Transcribe the items from their first line through the line containing "0,0 -> 360,238", both ends included, without changing anything.

# INFORMATION GIVEN
▶

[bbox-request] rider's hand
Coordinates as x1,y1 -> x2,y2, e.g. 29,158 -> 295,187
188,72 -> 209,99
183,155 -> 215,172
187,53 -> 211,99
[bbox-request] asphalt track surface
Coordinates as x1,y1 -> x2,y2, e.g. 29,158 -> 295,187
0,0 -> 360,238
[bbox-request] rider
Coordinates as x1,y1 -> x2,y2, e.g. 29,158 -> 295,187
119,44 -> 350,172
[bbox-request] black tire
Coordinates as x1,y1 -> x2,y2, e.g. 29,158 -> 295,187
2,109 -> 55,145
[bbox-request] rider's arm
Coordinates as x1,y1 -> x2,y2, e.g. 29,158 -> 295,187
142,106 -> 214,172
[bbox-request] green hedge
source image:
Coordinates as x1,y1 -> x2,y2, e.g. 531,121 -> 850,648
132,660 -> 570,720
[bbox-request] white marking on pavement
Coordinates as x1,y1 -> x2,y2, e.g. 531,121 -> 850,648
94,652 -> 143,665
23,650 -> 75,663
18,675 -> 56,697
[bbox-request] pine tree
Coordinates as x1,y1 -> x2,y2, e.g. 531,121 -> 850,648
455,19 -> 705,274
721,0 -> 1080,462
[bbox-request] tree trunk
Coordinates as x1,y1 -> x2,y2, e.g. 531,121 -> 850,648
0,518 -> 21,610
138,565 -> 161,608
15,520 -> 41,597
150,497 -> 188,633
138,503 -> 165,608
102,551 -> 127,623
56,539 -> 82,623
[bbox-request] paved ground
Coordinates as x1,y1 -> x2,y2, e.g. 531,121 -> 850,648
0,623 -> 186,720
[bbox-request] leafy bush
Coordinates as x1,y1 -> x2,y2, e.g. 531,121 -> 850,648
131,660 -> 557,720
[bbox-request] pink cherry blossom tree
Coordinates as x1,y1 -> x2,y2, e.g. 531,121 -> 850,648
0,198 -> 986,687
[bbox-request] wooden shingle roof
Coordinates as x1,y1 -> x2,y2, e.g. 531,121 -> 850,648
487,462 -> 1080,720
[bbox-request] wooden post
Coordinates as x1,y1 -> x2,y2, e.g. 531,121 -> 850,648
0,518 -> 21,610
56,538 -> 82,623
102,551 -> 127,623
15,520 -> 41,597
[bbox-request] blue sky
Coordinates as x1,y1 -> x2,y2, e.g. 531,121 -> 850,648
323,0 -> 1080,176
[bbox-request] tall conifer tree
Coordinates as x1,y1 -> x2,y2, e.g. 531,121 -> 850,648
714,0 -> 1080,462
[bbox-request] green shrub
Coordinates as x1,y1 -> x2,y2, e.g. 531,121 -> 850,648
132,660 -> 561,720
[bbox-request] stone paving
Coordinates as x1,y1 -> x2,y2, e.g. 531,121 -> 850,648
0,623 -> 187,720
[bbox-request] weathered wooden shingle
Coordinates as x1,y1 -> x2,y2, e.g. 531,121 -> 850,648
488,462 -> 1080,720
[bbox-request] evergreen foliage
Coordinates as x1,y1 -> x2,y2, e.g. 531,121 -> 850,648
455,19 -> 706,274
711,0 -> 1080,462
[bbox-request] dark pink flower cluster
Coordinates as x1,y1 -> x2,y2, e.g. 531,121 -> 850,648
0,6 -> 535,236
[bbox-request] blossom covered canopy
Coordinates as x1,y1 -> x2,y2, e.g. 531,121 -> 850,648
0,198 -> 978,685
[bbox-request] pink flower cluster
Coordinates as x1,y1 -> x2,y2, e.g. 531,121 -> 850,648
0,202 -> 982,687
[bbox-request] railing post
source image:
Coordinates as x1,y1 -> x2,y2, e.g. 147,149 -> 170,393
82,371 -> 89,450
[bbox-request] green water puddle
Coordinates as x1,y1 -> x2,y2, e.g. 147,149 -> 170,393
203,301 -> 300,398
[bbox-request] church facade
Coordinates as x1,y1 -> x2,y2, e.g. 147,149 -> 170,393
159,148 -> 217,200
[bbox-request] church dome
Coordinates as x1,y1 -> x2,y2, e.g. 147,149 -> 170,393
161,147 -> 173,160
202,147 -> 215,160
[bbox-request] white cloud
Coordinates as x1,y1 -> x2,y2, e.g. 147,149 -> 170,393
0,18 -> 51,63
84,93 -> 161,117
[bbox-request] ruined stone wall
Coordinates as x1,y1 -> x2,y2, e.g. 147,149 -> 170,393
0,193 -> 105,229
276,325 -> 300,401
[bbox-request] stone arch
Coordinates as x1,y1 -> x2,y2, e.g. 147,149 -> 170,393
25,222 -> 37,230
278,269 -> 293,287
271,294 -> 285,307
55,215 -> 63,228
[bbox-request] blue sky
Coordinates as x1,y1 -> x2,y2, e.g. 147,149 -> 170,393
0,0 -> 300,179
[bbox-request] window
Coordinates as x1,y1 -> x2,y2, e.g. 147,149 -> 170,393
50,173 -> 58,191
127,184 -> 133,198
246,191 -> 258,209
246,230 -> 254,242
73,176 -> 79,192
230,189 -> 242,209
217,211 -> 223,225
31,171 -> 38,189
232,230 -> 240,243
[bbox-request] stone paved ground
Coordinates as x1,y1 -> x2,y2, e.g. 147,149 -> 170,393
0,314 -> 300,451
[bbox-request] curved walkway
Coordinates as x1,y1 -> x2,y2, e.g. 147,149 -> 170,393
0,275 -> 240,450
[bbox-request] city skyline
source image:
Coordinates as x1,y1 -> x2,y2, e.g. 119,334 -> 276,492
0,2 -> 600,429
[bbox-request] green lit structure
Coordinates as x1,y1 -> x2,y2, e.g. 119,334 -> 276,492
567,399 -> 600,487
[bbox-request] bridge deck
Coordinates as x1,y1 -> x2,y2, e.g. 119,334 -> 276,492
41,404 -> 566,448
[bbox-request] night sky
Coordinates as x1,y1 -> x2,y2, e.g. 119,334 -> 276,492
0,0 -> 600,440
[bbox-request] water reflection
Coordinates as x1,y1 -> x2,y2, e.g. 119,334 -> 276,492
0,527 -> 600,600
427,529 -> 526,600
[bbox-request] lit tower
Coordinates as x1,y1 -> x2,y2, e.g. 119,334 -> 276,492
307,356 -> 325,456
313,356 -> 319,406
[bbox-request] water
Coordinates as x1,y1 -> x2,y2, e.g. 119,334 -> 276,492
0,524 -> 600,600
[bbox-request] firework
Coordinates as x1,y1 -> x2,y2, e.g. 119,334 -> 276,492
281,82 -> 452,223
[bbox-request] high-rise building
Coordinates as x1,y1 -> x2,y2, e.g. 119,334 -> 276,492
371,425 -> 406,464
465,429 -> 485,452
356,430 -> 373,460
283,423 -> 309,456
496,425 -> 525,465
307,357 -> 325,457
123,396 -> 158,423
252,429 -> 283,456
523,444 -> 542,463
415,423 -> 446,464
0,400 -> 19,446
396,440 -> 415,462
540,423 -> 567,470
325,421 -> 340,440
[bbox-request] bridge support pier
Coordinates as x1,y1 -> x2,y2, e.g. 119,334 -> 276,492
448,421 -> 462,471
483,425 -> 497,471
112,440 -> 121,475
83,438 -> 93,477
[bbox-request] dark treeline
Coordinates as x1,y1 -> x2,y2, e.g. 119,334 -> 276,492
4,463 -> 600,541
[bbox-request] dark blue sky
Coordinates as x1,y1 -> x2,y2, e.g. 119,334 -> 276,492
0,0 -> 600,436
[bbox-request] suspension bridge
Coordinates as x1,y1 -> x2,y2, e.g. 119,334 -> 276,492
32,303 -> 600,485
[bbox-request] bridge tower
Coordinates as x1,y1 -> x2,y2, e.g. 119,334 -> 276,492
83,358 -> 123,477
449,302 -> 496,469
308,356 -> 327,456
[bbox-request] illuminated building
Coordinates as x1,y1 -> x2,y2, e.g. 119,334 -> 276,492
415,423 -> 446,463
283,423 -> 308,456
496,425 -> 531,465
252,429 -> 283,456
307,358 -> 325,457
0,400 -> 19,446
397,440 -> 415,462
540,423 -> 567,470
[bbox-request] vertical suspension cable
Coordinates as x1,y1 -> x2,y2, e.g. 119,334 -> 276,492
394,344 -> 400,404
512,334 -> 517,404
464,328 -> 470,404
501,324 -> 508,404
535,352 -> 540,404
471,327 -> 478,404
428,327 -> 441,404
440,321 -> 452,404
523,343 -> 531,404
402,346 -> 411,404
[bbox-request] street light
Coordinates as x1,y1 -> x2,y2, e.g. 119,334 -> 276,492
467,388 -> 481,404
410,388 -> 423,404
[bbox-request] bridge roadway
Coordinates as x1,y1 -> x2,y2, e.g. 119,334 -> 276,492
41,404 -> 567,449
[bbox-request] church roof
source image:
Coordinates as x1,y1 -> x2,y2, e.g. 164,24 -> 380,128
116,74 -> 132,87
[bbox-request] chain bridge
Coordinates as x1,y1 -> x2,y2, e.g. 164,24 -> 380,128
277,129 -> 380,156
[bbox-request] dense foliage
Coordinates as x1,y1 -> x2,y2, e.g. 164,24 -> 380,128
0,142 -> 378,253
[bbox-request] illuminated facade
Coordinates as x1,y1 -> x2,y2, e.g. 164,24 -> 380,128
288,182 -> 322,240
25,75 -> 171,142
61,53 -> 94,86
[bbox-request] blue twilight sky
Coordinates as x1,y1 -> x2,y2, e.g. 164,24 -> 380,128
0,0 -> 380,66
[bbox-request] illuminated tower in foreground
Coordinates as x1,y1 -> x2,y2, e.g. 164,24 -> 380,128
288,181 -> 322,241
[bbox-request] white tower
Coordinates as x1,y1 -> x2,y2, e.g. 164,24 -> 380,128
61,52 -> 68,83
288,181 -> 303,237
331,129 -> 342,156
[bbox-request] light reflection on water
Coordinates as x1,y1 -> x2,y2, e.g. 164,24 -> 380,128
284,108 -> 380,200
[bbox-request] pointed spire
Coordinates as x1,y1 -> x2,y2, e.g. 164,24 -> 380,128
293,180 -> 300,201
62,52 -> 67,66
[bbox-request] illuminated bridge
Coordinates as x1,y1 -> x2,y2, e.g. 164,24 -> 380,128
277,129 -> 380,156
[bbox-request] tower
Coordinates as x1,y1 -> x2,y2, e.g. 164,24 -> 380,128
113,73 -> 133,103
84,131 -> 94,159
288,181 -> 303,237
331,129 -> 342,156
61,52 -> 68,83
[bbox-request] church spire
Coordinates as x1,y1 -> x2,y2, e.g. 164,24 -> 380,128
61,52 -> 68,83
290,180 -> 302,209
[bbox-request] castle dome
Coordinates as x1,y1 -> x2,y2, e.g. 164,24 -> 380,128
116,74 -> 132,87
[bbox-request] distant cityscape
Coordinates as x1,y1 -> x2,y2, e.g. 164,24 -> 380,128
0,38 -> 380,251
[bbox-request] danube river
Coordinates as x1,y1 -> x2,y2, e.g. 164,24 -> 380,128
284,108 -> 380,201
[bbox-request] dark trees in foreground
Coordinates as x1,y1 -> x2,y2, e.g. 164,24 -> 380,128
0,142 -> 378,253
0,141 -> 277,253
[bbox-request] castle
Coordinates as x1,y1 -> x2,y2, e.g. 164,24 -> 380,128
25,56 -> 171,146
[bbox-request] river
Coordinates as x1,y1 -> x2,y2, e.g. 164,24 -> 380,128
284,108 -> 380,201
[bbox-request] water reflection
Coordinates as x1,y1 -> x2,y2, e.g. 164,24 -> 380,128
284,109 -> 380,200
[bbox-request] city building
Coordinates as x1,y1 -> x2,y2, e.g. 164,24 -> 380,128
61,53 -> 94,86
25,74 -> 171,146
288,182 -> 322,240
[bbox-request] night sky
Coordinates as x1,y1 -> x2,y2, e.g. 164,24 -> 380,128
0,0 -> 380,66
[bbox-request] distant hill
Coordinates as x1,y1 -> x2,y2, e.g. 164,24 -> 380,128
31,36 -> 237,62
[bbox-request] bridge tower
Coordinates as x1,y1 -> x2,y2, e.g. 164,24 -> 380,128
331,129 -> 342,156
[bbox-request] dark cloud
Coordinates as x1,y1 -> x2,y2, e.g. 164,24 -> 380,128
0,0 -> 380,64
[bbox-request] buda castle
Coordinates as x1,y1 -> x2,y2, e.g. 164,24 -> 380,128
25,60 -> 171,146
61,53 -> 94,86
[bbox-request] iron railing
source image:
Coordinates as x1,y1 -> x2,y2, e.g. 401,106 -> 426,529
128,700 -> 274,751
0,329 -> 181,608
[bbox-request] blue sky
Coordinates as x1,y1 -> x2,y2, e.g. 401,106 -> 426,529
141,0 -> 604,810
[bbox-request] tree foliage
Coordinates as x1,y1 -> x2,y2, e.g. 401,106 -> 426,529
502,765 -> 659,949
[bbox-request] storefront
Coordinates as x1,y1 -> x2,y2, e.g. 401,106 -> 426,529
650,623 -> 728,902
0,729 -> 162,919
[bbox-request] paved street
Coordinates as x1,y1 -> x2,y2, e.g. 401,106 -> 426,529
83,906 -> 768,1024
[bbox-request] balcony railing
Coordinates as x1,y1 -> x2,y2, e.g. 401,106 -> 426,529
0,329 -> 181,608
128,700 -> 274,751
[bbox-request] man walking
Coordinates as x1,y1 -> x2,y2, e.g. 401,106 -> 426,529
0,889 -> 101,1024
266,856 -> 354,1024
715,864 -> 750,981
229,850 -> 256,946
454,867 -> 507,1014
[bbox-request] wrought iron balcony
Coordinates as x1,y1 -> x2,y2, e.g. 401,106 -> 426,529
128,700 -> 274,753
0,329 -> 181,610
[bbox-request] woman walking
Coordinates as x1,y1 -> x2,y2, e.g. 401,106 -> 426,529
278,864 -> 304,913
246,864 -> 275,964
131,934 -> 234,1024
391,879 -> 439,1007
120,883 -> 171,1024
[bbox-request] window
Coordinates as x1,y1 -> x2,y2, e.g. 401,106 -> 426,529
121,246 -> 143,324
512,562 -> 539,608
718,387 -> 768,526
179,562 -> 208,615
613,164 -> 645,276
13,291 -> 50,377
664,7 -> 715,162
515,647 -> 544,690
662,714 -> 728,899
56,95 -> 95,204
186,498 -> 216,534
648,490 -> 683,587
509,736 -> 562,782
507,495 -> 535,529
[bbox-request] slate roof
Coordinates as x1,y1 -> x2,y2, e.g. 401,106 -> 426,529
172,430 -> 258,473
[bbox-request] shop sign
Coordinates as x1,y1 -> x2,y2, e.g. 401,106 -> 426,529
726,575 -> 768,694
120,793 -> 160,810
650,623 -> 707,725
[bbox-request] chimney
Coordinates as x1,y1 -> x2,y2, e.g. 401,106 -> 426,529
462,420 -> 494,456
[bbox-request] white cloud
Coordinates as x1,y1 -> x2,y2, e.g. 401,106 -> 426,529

◀

# CORRECT RESULT
[bbox-request] rider's hand
Coordinates as x1,y1 -> x2,y2, e.g. 29,158 -> 295,187
188,72 -> 209,99
183,155 -> 215,172
187,53 -> 211,99
[bbox-request] asphalt track surface
Coordinates as x1,y1 -> x2,y2, e.g. 29,158 -> 295,187
0,0 -> 360,238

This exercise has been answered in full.